### What the task requires
Would you please write out each entry precisely as given?

### Material for this exercise
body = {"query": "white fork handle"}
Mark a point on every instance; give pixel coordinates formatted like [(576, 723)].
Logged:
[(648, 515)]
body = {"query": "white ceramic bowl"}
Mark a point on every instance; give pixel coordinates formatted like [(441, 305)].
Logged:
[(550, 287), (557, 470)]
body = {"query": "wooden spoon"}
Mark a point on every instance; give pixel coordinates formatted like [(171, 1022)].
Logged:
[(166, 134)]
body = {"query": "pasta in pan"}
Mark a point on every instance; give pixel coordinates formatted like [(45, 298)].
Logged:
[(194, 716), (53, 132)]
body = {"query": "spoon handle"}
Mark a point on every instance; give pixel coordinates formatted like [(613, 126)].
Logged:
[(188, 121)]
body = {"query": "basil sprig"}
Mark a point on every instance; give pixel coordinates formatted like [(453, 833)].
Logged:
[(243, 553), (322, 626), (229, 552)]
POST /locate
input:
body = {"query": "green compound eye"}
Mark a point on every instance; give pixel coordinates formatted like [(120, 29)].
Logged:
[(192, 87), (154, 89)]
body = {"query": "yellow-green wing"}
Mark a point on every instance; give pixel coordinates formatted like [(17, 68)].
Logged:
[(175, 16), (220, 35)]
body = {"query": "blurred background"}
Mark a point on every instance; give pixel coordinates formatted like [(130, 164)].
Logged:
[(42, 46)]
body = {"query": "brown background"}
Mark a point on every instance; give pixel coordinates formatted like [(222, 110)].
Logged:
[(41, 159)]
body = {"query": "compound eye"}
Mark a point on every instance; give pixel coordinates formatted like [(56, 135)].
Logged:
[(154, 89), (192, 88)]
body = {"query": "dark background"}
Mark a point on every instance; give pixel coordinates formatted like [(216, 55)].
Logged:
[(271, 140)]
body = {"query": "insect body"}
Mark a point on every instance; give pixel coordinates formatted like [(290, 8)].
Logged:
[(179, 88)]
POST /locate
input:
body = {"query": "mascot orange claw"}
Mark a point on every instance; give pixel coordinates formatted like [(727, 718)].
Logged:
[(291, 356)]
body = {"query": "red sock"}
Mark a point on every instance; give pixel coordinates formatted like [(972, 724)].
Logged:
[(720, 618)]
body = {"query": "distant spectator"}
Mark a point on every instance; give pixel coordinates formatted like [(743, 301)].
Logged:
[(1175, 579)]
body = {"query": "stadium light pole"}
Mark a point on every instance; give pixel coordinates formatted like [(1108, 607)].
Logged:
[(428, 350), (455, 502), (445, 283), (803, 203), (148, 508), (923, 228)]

### The completed task
body = {"query": "white fork handle"}
Mark a point on every instance; give pixel coordinates formatted like [(576, 723)].
Logged:
[(648, 515)]
body = {"query": "white ceramic bowl"}
Mark a point on every instance; give pixel coordinates formatted like [(441, 305)].
Logged:
[(550, 287), (557, 470)]
body = {"query": "wooden spoon"}
Mark a point on every instance; give pixel coordinates formatted like [(171, 1022)].
Logged:
[(166, 134)]
body = {"query": "pasta in pan"}
Mark a point on every instance; give pixel coordinates formatted like [(45, 298)].
Logged:
[(194, 716), (53, 132)]
body = {"query": "spoon handle"}
Mark a point on every instance; give pixel coordinates formatted like [(613, 126)].
Logged:
[(188, 121)]
body = {"query": "basil sprig"}
Mark a point on every instance; give pixel coordinates formatted like [(453, 833)].
Logged:
[(243, 553), (322, 626), (229, 552)]
POST /locate
input:
body = {"query": "green compound eye"}
Mark a point on every instance; give pixel coordinates formatted like [(120, 29)].
Logged:
[(192, 87), (154, 89)]
body = {"query": "yellow-green wing"}
Mark a point on every instance; give pixel coordinates formatted like [(17, 68)].
Logged:
[(175, 16), (220, 35)]
body = {"query": "blurred background"}
Mark a point on every instance; give pixel coordinates formatted like [(130, 164)].
Logged:
[(42, 46)]
body = {"query": "brown background"}
Mark a point on every instance; give pixel coordinates formatted like [(222, 110)].
Logged:
[(41, 159)]
body = {"query": "compound eye"}
Mark a point on every instance; give pixel coordinates formatted like [(56, 135)].
Logged:
[(154, 89), (192, 88)]
body = {"query": "dark background"}
Mark a point on every instance; give pixel coordinates formatted like [(216, 55)].
Logged:
[(271, 140)]
body = {"query": "insect body"}
Mark a point on every instance; give pixel coordinates formatted like [(290, 8)].
Logged:
[(179, 88)]
POST /locate
input:
body = {"query": "mascot orange claw"}
Mark a point on every instance; give pixel coordinates formatted like [(727, 718)].
Logged:
[(291, 356)]
body = {"query": "red sock"}
Mark a point on every instance; give pixel coordinates formatted like [(972, 724)].
Logged:
[(720, 618)]
body = {"query": "distant spectator"}
Mark a point on every instance; give pixel coordinates formatted like [(743, 301)].
Logged:
[(1175, 579)]
body = {"query": "stadium light pole"}
Mark a point on every instance; give pixel coordinates formatted like [(1108, 607)].
Logged:
[(428, 350), (455, 502), (445, 283), (803, 203), (148, 508), (923, 228)]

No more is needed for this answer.